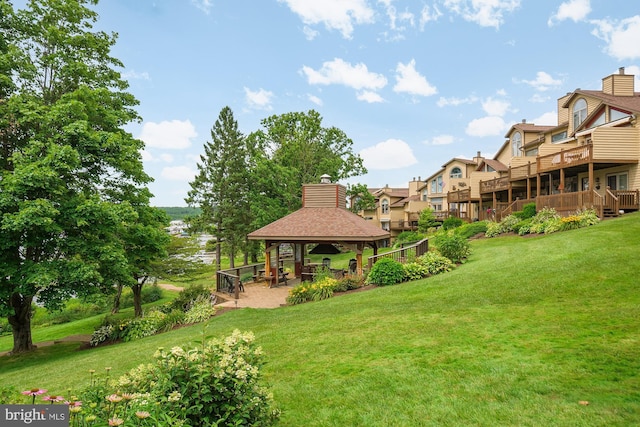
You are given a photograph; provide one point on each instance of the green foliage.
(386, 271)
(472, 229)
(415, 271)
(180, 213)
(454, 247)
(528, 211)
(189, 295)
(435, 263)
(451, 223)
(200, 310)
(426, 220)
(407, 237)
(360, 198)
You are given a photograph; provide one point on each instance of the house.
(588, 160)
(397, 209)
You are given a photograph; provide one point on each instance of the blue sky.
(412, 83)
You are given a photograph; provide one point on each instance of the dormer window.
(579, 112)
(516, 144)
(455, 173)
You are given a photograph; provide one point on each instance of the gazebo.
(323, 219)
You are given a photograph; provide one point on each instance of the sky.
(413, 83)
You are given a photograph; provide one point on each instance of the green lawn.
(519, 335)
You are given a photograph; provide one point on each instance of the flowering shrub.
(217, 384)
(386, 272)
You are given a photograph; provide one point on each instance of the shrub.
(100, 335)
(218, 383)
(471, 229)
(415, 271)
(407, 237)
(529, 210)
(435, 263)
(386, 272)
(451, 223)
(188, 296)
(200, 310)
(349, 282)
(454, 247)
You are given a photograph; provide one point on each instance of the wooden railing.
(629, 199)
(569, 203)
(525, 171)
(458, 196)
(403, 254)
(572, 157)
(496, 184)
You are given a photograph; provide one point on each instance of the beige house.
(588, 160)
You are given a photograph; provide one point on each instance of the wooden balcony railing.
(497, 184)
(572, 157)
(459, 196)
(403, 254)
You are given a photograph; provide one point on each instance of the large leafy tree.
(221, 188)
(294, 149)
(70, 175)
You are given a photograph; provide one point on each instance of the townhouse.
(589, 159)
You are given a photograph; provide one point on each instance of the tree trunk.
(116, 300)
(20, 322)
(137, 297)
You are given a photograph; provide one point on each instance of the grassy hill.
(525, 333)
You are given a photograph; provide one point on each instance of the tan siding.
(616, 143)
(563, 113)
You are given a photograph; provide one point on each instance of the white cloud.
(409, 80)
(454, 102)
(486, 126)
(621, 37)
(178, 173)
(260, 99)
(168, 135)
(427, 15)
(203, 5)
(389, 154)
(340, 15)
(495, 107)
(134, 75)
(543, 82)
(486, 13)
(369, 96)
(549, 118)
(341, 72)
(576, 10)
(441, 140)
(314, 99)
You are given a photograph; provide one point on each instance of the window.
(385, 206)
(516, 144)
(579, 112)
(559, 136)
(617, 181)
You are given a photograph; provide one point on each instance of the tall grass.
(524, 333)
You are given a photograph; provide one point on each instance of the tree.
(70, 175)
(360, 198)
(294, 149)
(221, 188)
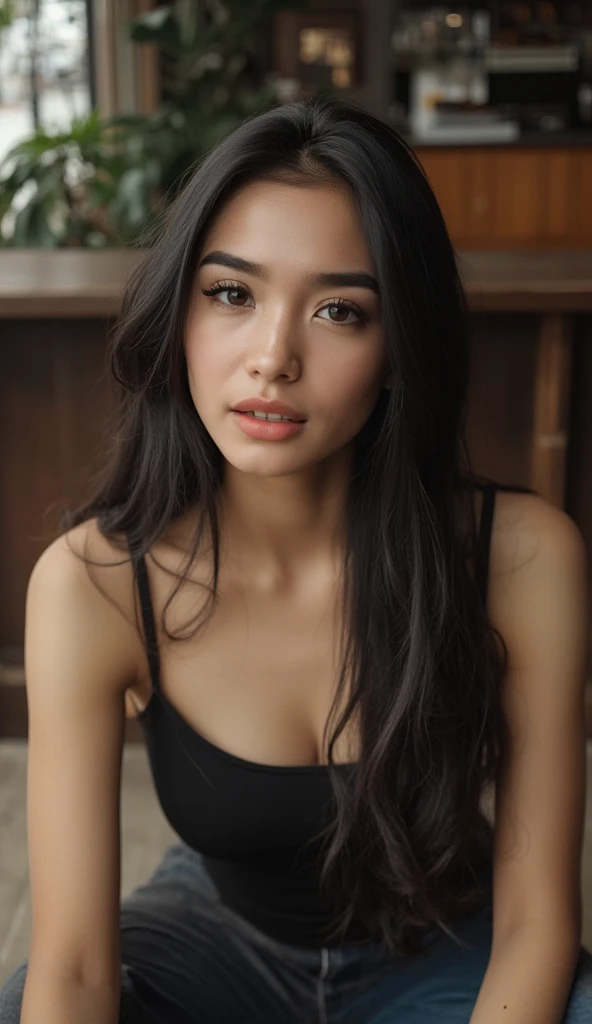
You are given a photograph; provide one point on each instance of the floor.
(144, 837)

## PROMPT
Write out the lines beginning at the line with "the flowering shrub." and ending at the last line of the entries. Include no pictures.

## RESULT
You are given a photograph; provide one point on each instance of the flowering shrub.
(217, 384)
(386, 272)
You are given a photograph; provide one point on each instance of the shrub.
(100, 335)
(218, 383)
(471, 229)
(415, 271)
(407, 237)
(529, 210)
(435, 263)
(386, 272)
(451, 223)
(188, 296)
(200, 310)
(349, 282)
(454, 247)
You are given a photograph; provide one point on each instance of the wooden railing.
(629, 199)
(569, 203)
(525, 171)
(458, 196)
(403, 254)
(572, 157)
(496, 184)
You are given a photograph; provide one point on each instance of the beige house.
(588, 160)
You are given a photograph; provide one point on each instance of the wooden balcony railing.
(497, 184)
(572, 157)
(459, 196)
(403, 254)
You are given a photograph; provide one point on each instance of the large leafy tree.
(221, 188)
(294, 149)
(70, 175)
You are given a photograph; provide one point on each instance of the townhouse.
(589, 159)
You are given a photograph; provide one point on each instance of the tree trunk.
(116, 300)
(20, 322)
(137, 297)
You are given a photograph; provide one point on each instance of the grassy hill.
(525, 333)
You are given a photograph; provide one point on each instance of the tan siding.
(616, 143)
(563, 113)
You are given a photograph; provide one point on each instance of the white cloud.
(409, 80)
(454, 102)
(486, 126)
(621, 37)
(178, 173)
(260, 99)
(168, 135)
(427, 15)
(203, 5)
(389, 154)
(340, 15)
(495, 107)
(134, 75)
(543, 82)
(486, 13)
(369, 96)
(549, 118)
(341, 72)
(576, 10)
(441, 140)
(314, 99)
You are given a photograph; provide one point on each instance of the window.
(385, 206)
(516, 144)
(579, 112)
(559, 136)
(617, 181)
You are given a photograph; provide one point on each instance of the tall grass.
(524, 333)
You are given a photograph; provide one point on each instance of the tree.
(70, 175)
(360, 198)
(294, 149)
(221, 188)
You are given a photograph; provide one point on each instance of the floor.
(144, 837)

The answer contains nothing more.